** start of RECORDS FOR PROCESSING **

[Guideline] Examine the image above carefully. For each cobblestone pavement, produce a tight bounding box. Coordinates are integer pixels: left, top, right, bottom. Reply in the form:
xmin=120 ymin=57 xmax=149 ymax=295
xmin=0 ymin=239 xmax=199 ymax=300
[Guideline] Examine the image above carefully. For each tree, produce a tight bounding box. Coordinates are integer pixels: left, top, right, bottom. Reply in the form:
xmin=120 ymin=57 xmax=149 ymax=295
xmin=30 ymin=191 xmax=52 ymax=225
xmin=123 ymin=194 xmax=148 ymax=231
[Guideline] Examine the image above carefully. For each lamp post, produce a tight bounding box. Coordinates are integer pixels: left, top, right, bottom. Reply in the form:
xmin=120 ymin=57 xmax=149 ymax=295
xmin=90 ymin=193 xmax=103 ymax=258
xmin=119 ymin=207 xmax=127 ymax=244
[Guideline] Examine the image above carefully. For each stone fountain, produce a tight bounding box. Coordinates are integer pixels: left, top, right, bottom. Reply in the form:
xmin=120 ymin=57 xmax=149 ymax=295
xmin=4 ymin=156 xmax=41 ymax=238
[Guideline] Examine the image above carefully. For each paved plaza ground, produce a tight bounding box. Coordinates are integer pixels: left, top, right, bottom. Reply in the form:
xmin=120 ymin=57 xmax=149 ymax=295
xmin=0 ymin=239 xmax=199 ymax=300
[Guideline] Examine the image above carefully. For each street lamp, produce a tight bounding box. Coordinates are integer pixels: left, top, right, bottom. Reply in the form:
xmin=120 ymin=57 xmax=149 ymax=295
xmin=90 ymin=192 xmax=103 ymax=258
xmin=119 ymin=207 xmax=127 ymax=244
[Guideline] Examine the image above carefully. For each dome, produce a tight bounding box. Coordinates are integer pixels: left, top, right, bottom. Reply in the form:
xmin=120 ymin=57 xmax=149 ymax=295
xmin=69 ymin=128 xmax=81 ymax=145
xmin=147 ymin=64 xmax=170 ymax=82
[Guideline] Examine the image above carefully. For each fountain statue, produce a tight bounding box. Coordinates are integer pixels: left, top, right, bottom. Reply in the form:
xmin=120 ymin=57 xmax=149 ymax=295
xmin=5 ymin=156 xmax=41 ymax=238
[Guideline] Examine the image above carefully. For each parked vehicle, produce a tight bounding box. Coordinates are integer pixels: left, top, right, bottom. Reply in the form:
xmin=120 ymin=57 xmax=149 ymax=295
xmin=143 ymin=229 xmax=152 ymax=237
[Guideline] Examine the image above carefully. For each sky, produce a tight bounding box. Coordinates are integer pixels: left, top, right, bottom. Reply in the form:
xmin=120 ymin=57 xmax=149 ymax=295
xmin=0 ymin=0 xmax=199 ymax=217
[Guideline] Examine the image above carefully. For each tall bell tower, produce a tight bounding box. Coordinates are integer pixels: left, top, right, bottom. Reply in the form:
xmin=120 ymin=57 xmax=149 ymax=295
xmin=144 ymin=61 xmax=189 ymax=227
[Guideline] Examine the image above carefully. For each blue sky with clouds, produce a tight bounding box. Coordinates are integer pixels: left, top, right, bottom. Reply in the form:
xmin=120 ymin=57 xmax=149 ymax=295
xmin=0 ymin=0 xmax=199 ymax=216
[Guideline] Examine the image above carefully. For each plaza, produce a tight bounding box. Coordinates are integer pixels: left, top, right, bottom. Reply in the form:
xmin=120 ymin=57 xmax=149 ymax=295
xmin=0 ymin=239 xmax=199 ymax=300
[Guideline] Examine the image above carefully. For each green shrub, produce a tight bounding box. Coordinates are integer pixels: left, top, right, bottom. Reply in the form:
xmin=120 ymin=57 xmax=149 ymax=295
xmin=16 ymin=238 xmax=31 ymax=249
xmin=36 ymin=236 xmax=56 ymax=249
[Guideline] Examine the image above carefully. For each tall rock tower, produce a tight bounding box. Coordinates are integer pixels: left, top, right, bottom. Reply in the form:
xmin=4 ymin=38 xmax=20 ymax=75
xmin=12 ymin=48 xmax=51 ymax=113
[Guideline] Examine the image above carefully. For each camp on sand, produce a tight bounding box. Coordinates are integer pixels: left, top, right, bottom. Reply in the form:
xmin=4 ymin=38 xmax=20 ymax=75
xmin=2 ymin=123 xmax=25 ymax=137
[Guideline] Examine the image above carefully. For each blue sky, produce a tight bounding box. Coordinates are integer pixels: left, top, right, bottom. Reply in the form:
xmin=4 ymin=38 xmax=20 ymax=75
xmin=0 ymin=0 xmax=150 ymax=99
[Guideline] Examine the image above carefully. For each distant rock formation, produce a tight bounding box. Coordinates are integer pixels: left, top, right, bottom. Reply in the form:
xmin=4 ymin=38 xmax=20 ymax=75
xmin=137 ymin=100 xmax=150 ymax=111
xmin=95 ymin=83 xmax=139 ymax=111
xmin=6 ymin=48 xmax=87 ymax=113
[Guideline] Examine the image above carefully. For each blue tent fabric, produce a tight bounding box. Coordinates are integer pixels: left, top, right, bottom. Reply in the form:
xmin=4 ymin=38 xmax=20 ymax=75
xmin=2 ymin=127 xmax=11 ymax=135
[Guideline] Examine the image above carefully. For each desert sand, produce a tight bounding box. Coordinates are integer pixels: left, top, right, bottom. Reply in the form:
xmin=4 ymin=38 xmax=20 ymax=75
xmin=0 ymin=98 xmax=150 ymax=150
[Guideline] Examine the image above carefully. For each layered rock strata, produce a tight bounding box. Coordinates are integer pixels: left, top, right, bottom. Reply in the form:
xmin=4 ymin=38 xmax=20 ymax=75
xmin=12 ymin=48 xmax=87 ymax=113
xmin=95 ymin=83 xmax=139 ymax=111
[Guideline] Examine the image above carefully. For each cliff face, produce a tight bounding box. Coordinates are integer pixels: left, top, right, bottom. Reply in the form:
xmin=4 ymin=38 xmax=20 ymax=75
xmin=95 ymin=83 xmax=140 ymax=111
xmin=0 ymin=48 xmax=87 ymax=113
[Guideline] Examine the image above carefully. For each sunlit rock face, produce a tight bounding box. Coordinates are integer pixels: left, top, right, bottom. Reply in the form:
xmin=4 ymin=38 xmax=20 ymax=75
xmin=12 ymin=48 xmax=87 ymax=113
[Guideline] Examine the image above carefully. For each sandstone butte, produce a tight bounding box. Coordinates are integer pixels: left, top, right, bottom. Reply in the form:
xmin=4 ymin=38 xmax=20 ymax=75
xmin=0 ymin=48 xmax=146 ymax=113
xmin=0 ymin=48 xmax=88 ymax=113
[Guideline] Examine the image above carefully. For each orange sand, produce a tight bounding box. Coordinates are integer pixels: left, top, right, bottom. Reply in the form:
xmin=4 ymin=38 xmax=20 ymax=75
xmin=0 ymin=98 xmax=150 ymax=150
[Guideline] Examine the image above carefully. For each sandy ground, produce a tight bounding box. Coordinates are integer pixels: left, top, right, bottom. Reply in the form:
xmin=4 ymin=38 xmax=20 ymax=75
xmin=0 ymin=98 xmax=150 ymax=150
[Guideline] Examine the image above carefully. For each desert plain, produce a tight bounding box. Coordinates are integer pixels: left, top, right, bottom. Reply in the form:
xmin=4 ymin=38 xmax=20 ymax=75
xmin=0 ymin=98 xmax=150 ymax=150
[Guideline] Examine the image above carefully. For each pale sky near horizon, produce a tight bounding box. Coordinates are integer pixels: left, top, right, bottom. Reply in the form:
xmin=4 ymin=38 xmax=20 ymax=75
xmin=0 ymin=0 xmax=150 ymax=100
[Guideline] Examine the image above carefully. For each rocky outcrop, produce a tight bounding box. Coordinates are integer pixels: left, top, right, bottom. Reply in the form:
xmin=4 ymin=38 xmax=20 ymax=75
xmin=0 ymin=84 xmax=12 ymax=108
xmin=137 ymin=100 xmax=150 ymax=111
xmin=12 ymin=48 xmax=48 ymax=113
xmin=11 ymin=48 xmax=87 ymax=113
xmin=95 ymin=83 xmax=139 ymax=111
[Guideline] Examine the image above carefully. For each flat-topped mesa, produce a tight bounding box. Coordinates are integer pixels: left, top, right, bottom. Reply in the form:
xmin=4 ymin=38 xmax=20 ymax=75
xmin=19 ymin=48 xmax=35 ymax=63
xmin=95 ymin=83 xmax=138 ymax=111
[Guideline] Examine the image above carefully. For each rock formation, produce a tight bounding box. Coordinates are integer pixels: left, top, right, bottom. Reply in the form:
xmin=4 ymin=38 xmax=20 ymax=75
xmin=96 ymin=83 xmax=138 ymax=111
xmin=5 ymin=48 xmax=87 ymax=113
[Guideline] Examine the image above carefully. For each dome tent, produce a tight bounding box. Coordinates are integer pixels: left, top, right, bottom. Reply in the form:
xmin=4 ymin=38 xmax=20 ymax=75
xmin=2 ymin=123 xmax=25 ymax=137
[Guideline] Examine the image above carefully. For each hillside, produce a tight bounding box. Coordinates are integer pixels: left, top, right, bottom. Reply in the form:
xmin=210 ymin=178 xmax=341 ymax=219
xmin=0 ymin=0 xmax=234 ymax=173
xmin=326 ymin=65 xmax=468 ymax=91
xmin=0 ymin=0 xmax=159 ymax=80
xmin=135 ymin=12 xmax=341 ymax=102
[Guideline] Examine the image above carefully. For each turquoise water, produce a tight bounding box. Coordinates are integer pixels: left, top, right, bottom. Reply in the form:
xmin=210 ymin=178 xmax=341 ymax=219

** end of RECORDS FOR PROCESSING **

> GOAL
Could you quote the stretch of the rows above from the line containing "each dome, produce" through the line containing "xmin=147 ymin=64 xmax=170 ymax=82", with both of those lines included?

> TASK RESPONSE
[Guideline] Examine the image above carefully. For each dome, produce a tight bounding box. Coordinates are integer pixels: left, top, right, bottom. Reply in the form:
xmin=120 ymin=57 xmax=149 ymax=295
xmin=69 ymin=128 xmax=81 ymax=145
xmin=147 ymin=64 xmax=170 ymax=82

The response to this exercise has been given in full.